Work to complete:
Copy out the passage on gout below word for word, in full.

START Document extract

Gout311

Gout is a metabolic disorder that results from high levels of uric acid (a waste product of cell metabolism) in the blood. The condition can lead to joint inflammation, deposits of uric acid in and around the joints, reduced kidney function, and sometimes the development of kidney stones (see page 289).

Gout is nine times more common in men than in women. Risk factors for gout include obesity, moderate to heavy alcohol consumption, high blood pressure, and kidney disorders. Certain drugs (such as aspirin) can worsen gout, and certain diseases that affect kidney function (such as diabetes and sickle-cell disease) can be a factor. Acute attacks of gout can be brought on by dehydration, joint injury, fever, large meals, high alcohol intake, stress, or recent surgery. Certain foods, such as shellfish, sardines, and organ meats, also may trigger attacks.

The small joint at the base of the big toe is the most common location for an acute gout attack. Other joints affected may include the ankles, knees, wrists, fingers, and elbows. An acute gout attack often begins at night, with severe pain and sometimes a fever. The attack may subside in several hours or several days but usually recurs at irregular intervals.

The symptoms alone usually are sufficient to diagnose gout, but your doctor can confirm the diagnosis by examining your blood for elevated uric acid levels and your joint fluid for signs of uric acid crystals.

END Document extract
START Data for review

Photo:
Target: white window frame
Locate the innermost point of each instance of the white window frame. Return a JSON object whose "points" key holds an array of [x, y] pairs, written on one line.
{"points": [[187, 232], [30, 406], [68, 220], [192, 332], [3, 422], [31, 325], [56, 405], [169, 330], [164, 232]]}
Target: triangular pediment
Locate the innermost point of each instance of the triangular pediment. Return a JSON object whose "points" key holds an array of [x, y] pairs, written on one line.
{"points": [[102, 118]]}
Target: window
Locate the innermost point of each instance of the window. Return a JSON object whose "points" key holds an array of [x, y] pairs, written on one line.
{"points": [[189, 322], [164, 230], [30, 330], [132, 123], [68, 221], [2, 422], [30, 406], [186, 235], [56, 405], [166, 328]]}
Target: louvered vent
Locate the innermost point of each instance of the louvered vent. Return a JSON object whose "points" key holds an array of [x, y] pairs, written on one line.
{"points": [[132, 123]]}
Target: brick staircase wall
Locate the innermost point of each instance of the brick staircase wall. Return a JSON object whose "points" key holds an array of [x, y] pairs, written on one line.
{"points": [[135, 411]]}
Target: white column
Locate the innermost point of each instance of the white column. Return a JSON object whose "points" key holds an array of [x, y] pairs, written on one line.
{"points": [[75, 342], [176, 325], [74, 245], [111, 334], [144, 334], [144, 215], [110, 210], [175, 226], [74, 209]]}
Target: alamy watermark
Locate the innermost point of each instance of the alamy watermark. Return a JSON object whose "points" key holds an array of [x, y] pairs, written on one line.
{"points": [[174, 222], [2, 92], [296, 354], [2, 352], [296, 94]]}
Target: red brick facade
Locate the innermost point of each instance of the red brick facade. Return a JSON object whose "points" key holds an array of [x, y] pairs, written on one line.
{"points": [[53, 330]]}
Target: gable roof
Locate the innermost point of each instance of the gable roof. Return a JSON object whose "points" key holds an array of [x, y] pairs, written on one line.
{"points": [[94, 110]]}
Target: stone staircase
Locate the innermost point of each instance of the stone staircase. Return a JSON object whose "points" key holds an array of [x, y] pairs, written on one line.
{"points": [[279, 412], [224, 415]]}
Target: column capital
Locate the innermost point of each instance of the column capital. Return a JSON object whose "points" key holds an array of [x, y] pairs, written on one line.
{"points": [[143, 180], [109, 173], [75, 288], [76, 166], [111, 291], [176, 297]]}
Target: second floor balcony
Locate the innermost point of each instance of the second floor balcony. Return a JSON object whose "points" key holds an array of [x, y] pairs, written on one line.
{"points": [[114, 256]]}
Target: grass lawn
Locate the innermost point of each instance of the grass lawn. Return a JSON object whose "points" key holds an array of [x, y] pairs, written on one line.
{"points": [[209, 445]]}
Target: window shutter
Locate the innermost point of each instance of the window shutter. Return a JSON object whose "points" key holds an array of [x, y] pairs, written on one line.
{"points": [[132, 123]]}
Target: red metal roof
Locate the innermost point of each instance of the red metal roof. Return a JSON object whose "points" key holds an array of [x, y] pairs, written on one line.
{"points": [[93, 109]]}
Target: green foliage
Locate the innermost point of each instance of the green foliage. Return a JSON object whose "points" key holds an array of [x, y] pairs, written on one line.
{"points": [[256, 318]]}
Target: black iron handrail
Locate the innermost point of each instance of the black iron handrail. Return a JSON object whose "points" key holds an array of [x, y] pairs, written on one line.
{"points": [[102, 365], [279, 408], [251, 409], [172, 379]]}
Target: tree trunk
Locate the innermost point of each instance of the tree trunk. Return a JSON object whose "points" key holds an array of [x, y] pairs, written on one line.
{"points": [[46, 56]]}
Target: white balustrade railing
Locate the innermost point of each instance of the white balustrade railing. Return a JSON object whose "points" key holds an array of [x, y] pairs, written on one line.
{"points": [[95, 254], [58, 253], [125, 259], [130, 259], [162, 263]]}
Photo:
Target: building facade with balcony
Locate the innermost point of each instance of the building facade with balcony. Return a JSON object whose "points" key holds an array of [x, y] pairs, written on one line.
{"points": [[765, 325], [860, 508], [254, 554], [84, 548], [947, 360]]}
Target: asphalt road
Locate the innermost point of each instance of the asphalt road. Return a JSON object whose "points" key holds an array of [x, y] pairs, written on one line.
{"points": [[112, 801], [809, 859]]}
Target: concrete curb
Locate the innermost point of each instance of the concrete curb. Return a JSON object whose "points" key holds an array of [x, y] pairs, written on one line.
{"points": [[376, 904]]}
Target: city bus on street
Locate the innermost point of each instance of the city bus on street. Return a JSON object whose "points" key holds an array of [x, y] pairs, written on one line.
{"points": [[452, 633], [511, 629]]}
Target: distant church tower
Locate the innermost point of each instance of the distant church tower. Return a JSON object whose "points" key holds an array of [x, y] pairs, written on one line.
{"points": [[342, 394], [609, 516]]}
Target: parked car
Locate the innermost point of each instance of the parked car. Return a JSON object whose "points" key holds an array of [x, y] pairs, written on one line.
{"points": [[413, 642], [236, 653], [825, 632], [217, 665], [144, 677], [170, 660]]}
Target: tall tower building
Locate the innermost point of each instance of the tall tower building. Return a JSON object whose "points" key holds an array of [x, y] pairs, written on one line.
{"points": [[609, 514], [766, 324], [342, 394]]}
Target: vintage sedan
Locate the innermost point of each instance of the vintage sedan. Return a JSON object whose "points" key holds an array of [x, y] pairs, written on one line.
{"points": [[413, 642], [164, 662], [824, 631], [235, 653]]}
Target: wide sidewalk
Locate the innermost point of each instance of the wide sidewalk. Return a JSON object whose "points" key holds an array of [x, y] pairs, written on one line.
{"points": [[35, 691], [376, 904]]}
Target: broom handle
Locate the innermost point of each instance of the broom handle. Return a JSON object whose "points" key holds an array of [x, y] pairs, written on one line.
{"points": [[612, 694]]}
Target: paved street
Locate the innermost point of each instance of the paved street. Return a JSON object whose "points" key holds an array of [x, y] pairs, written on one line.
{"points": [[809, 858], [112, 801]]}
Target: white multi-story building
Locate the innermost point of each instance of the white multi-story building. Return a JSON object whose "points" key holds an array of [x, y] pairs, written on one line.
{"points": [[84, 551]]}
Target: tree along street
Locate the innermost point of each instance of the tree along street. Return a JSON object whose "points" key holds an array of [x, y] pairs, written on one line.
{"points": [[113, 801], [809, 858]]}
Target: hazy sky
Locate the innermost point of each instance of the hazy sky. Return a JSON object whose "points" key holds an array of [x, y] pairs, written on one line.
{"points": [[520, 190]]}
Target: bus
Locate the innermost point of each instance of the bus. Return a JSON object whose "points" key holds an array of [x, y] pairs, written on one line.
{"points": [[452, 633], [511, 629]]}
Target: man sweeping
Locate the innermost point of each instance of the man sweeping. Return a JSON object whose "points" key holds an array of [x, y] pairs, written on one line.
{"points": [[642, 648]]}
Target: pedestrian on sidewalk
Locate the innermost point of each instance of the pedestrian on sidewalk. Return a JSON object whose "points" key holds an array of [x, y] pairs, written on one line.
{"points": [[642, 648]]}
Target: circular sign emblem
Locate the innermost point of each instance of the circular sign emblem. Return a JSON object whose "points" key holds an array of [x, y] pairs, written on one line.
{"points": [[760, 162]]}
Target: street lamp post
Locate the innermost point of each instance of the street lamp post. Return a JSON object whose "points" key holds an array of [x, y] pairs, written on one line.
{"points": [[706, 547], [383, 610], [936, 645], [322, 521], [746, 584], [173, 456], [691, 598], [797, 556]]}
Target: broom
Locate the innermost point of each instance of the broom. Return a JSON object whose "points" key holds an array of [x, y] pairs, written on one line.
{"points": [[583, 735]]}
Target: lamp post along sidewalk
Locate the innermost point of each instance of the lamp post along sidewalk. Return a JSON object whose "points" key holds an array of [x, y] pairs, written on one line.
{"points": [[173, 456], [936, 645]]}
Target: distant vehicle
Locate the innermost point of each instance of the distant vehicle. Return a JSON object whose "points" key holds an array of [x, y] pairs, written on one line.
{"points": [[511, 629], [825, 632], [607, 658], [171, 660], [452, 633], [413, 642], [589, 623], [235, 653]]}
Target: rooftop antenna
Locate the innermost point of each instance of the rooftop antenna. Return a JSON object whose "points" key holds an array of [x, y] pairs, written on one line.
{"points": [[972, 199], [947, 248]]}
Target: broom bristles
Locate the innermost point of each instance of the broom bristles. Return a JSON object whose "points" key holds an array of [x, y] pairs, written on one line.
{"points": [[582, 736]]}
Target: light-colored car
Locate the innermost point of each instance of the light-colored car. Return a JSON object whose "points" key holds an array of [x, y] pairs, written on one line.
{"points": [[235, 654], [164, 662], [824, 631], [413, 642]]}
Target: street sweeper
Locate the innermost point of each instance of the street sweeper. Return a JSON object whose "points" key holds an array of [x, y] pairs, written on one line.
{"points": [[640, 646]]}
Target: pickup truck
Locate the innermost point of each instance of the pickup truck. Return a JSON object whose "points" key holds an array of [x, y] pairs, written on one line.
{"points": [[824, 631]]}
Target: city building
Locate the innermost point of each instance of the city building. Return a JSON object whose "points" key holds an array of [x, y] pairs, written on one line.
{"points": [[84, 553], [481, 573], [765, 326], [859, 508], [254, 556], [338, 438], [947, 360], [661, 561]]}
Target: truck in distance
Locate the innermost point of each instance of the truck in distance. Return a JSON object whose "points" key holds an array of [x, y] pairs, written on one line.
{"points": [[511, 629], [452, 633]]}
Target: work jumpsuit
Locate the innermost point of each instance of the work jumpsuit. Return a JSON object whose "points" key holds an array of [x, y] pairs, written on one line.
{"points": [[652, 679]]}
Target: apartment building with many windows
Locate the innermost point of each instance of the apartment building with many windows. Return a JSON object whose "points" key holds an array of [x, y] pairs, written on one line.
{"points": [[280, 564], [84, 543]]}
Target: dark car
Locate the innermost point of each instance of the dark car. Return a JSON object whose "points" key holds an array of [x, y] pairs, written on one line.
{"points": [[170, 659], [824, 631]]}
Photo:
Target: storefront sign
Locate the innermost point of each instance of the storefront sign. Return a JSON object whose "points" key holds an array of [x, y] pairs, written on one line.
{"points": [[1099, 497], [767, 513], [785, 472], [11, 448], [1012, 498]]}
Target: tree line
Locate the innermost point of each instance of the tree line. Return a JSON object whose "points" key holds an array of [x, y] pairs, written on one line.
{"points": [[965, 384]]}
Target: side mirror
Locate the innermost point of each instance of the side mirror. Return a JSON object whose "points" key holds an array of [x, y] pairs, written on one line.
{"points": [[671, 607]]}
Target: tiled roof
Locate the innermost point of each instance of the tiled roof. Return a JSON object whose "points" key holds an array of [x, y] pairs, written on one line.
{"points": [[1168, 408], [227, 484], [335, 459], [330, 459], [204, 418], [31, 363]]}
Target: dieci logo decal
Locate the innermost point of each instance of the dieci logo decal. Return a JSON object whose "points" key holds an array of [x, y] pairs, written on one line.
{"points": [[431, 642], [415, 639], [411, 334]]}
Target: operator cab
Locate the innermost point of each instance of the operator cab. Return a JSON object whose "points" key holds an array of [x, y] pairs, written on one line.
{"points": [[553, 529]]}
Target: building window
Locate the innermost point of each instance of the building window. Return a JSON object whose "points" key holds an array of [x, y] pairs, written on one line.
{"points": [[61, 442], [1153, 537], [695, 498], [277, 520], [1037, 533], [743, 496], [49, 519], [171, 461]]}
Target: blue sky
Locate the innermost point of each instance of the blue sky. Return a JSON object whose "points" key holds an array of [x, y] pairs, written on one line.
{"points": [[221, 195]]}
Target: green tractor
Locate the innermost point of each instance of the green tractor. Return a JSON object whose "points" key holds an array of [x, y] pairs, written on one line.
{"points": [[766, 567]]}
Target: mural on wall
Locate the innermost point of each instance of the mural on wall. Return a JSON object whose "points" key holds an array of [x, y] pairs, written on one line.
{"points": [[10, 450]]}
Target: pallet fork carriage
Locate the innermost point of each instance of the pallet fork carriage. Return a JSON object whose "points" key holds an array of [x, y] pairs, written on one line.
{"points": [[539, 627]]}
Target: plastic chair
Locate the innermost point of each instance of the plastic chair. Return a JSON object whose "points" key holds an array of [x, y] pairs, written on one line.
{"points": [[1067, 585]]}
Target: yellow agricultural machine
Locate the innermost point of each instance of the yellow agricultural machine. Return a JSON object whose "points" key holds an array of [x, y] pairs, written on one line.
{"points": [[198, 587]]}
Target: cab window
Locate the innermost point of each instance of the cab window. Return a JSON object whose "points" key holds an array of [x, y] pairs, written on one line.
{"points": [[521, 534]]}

END Data for review

Reply to the task:
Gout311

Gout is a metabolic disorder that results from high levels of uric acid (a waste product of cell metabolism) in the blood. The condition can lead to joint inflammation, deposits of uric acid in and around the joints, reduced kidney function, and sometimes the development of kidney stones (see page 289).

Gout is nine times more common in men than in women. Risk factors for gout include obesity, moderate to heavy alcohol consumption, high blood pressure, and kidney disorders. Certain drugs (such as aspirin) can worsen gout, and certain diseases that affect kidney function (such as diabetes and sickle-cell disease) can be a factor. Acute attacks of gout can be brought on by dehydration, joint injury, fever, large meals, high alcohol intake, stress, or recent surgery. Certain foods, such as shellfish, sardines, and organ meats, also may trigger attacks.

The small joint at the base of the big toe is the most common location for an acute gout attack. Other joints affected may include the ankles, knees, wrists, fingers, and elbows. An acute gout attack often begins at night, with severe pain and sometimes a fever. The attack may subside in several hours or several days but usually recurs at irregular intervals.

The symptoms alone usually are sufficient to diagnose gout, but your doctor can confirm the diagnosis by examining your blood for elevated uric acid levels and your joint fluid for signs of uric acid crystals.